WORK ORDER — The records that follow are to be repeated exactly, without any pictures.

Image point grounding data
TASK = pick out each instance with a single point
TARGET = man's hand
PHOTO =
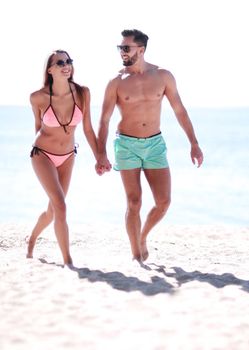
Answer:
(196, 155)
(103, 165)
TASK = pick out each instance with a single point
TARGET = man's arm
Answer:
(108, 106)
(181, 113)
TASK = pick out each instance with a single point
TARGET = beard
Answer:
(130, 61)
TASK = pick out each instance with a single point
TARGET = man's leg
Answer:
(132, 185)
(160, 184)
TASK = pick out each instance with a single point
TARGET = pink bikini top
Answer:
(50, 118)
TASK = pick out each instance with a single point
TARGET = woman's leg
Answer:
(56, 182)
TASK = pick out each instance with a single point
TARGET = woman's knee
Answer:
(134, 204)
(59, 209)
(163, 204)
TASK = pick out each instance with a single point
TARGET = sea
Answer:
(217, 193)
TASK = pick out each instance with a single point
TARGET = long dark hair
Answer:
(48, 78)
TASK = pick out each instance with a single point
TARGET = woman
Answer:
(58, 108)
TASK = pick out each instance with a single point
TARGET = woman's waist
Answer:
(54, 146)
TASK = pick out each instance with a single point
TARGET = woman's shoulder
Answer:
(39, 96)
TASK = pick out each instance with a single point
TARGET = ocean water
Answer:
(216, 193)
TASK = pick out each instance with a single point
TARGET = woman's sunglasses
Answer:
(61, 63)
(126, 48)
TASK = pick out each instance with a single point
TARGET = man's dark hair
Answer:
(139, 37)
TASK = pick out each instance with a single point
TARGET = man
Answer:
(138, 91)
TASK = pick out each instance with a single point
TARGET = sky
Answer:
(204, 43)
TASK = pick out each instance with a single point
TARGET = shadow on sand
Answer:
(158, 284)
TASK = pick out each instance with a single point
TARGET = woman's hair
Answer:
(48, 78)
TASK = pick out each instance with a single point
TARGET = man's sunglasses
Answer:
(126, 48)
(61, 63)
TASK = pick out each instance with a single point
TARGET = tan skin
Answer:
(56, 180)
(138, 91)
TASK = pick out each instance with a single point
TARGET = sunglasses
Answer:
(61, 63)
(126, 48)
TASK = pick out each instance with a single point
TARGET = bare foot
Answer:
(30, 247)
(138, 258)
(144, 250)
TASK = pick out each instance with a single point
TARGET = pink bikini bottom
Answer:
(56, 159)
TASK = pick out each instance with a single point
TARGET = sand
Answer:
(191, 294)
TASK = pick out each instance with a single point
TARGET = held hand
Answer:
(103, 165)
(196, 155)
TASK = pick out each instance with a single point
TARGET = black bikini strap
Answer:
(71, 92)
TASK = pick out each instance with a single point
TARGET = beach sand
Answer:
(191, 294)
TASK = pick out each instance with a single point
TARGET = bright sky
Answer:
(204, 43)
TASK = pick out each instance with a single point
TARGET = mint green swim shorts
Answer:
(147, 153)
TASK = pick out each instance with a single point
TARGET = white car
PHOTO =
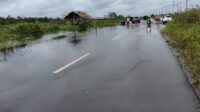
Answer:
(166, 19)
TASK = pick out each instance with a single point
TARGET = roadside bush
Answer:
(184, 34)
(29, 30)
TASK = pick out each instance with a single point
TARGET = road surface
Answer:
(115, 69)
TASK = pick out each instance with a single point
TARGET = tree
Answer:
(112, 15)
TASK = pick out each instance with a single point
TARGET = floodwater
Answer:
(129, 70)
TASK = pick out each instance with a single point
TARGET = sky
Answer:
(96, 8)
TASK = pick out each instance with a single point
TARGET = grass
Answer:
(20, 33)
(184, 34)
(59, 37)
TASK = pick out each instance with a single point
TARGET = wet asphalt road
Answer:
(129, 70)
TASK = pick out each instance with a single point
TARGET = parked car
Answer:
(158, 18)
(135, 20)
(145, 18)
(166, 19)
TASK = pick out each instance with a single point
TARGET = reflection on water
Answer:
(7, 52)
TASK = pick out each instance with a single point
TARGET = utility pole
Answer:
(186, 5)
(173, 6)
(180, 7)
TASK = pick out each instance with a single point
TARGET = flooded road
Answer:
(115, 69)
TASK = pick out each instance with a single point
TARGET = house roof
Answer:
(82, 14)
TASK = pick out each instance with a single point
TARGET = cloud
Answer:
(59, 8)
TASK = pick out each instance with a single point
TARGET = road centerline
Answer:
(71, 63)
(118, 36)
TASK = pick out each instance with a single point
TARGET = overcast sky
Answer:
(97, 8)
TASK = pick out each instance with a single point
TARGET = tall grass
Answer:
(184, 33)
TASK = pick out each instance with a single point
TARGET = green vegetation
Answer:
(59, 37)
(107, 22)
(16, 32)
(184, 34)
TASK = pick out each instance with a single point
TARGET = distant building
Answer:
(75, 15)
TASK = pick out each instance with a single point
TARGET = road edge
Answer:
(186, 71)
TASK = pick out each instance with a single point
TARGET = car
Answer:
(158, 18)
(135, 20)
(145, 18)
(166, 19)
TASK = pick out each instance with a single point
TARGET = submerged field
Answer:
(20, 33)
(184, 34)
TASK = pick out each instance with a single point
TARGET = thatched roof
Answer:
(80, 14)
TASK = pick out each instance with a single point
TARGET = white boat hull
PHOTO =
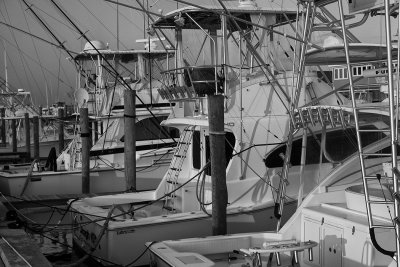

TASK SOLUTION —
TASK = pick out each instance with a single point
TARGET = man's hand
PHOTO =
Answer:
(196, 155)
(103, 165)
TASK = pick out each instance with a single point
TARGET = man's arm
Answer:
(108, 106)
(181, 113)
TASK = pick out each instance with a single point
TARGET = beard
Answer:
(130, 61)
TASK = pick out each instance with a single point
TARGET = man's leg
Answer:
(132, 185)
(160, 184)
TASK = pick out each instance with a single point
TARGET = pink bikini top
Answer:
(50, 118)
TASK = pick out each instance with a single point
TARGET = woman's leg
Answer:
(56, 182)
TASK = pick out each instance with a single point
TARGET = woman's knee
Answer:
(134, 204)
(59, 209)
(163, 204)
TASK = pick out each instance with a single point
TARGET = sea
Answer:
(217, 193)
TASK = pick out each instance with a single point
TARGET = long dark hair
Answer:
(48, 78)
TASK = pick out each instance with a single point
TARGET = woman
Answer:
(58, 108)
TASK = pick out each instance with a single point
TARGET = woman's waist
Answer:
(54, 146)
TASK = pick out each instance with a single point
TARGET = woman's shoulder
Answer:
(39, 96)
TASK = pick out each instance with a single point
TARGET = ocean water
Answer:
(216, 193)
TASK = pick out each instance with a single point
TARGET = woman's sunglasses
Answer:
(61, 63)
(126, 48)
TASK = pick out each instance with a single point
TARGET = man's dark hair
Answer:
(139, 37)
TASK = pick out each instance with a single point
TARGET = man
Answer:
(138, 91)
TASK = pick out each instance with a single point
TARGET = sky
Answer:
(204, 43)
TASK = pick out each instance with a single point
TARGET = shadow on sand
Answer:
(158, 284)
TASK = pick out each instance with a single point
TARGET = woman's hair
Answer:
(48, 78)
TASK = pick out each instance with a single point
TARGET = man's sunglasses
Answer:
(126, 48)
(61, 63)
TASK = pick out each instance with a single point
TARGET = tan skin
Answer:
(56, 180)
(138, 91)
TASK = pick out each instance with a single point
TARGET = sunglasses
Answer:
(61, 63)
(126, 48)
TASK = pick out each instance with a single point
TARGET = bare foot
Answer:
(30, 247)
(138, 258)
(144, 250)
TASK = pick out each instance with a single point
TARGET = pink bikini bottom
Answer:
(56, 159)
TASK = pick out each instance with a single point
TARGET = sand
Answer:
(191, 294)
TASK = pick out each instance with a single point
TARGET = held hand
Answer:
(103, 165)
(196, 155)
TASK = pick out each instance with a single point
TARGET = black bikini strap
Answer:
(71, 92)
TASK = pick out each instance with a single point
TARGET = beach sand
Answer:
(191, 294)
TASK = pick out each instance with a single point
TARGET = bright sky
Answer:
(204, 43)
TASK = pick out each instance with a single point
TARGET = mint green swim shorts
Answer:
(147, 153)
TASK = pick out each instance with a single point
TARGET = white car
PHOTO =
Answer:
(166, 19)
TASK = pick out each instance with a single point
TARGET = roadside bush
Answer:
(184, 34)
(29, 30)
TASK = pick out each instance with a single point
TARGET = road surface
Answer:
(115, 69)
TASK = pick out each instance with a single point
TARGET = tree
Answer:
(112, 15)
TASK = pick out each instance with a single point
TARGET = floodwater
Answer:
(129, 70)
TASK = pick out each instance with a single point
TARGET = sky
Answer:
(96, 8)
TASK = pick out each instance with a single point
TARGET = grass
Answer:
(20, 33)
(184, 34)
(59, 37)
TASK = pick out each instance with a single point
TARGET = wet asphalt road
Answer:
(129, 70)
TASK = pick out each instance with a single point
TARGET = parked car
Answer:
(158, 18)
(135, 20)
(145, 18)
(166, 19)
TASK = pick out each instance with a single point
TARGET = reflection on water
Answer:
(7, 52)
TASK = pick out each instance with a single point
TARGET = utility pole
Answer:
(186, 5)
(173, 6)
(180, 7)
TASK = pick out each instance with a single point
TARGET = flooded road
Answer:
(115, 69)
TASK = pick out each instance with a single point
TARGET = house roof
Answer:
(82, 14)
TASK = pick out each instance with a single point
TARGET = cloud
Answer:
(59, 8)
TASK = pick out each instance with a single point
TARGET = road centerline
Answer:
(71, 63)
(118, 36)
TASK = pick out each instance with a single point
TARGET = overcast sky
Answer:
(97, 8)
TASK = pick out each instance with a single point
TARGET = tall grass
Answer:
(184, 33)
TASK = pick out each instance with a single point
TARGET = green vegetation
Answer:
(59, 37)
(107, 22)
(16, 32)
(184, 34)
TASK = pick out each instance with a single point
TARGET = distant building
Answer:
(75, 15)
TASK = pick out each instance with a single point
TARGET = road edge
Answer:
(186, 71)
TASK = pick out each instance with a single point
TARGET = car
Answer:
(158, 18)
(135, 20)
(145, 18)
(166, 19)
TASK = pick out each instance with a single point
TARGET = submerged field
Answer:
(20, 33)
(184, 34)
TASK = pick out each instance with a single point
TARGET = thatched roof
Answer:
(80, 14)
TASK = pick out each instance with a single point
TARGET = white boat hull
PHOTO =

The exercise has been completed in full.